╭─ Document

We need to kill or else the cattle will just multiply forever. Actually, there wouldn't be any cattle, they just exist cause we eat them. 

Let me try again: we need to kill so that cows can exist, yay.


* *




I'm not buying that: "it tastes just like the meat you killed blah blah"


----------



## General Lee Awesome (Sep 28, 2014)

Red Panda said:


> Yes, it's a great thing we do live in this time because now we don't have to do everything for survival, we have choices. But, since you mention it, our survival as a species now probably depends on the reduction of meat consumption, since animal agriculture impacts the environment too much.
> 
> 
> I really hope this thing works and is healthy so I can finally stop eating animals.


Yea reduction in eating meat us a good idea.


----------



## General Lee Awesome (Sep 28, 2014)

B3LIAL said:


> Like I said before, it's nothing to do with ego. It's unnecessary because of the fact that we don't need to do it for our survival or our health.

╰─
╭─ Data

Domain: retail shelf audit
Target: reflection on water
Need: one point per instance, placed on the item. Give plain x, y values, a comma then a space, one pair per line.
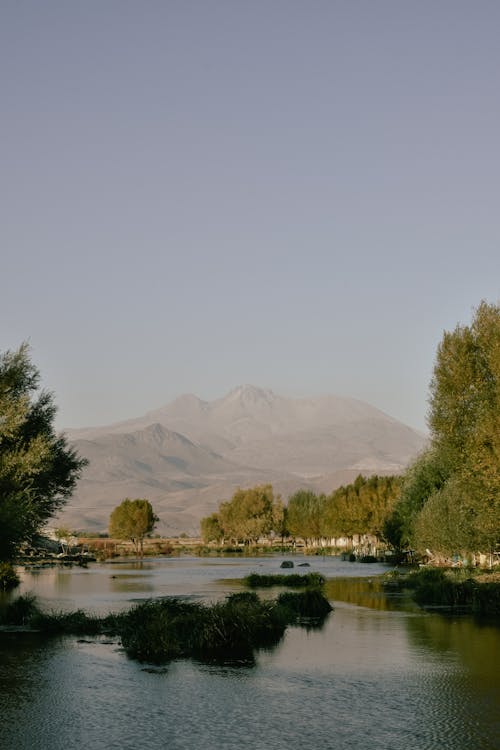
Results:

╰─

▶ [To do]:
1. Answer these about the meat-eating forum thread:
(a) According to Red Panda, what does animal agriculture impact too much?
(b) On what date did General Lee Awesome post?
(c) What does B3LIAL say the matter has nothing to do with?
2. Resume the meat-eating forum thread from its last line.

▶ [Answers to the tasks]:
1.
(a) The environment.
(b) Sep 28, 2014.
(c) Ego.

2.
> 
> We're doing it purely for pleasure and convenience.


Isn't pleasure a good thing ? I think that is a good enough reason.


----------



## IDontThinkSo (Aug 24, 2011)

B3LIAL said:


> I'm not forcing you to eat "poorly engineered artificial meat", you don't have to eat this meat, It's just an alternative, and it's not even a fake meat, IT'S EXACTLY THE FUCKING SAME, just the process is different.
> 
> You know, there's a huge difference between the muscles of some wild chickens and those which grow in cages, eating crap, yet it's "exactly the fucking same", chicken muscle. "Just the process is different". It's pretty cool to free life on Earth from our selfish needs, but my need is premium food for my premium brain.
> 
> ...


^


----------



## B3LIAL (Dec 21, 2013)

johnson.han.3 said:


> Isn't pleasure a good thing ? I think that is a good enough reason.


I've got nothing against hedonistic lifestyles, as long as they don't come at the cost of pain and suffering to others, including animals.


----------



## B3LIAL (Dec 21, 2013)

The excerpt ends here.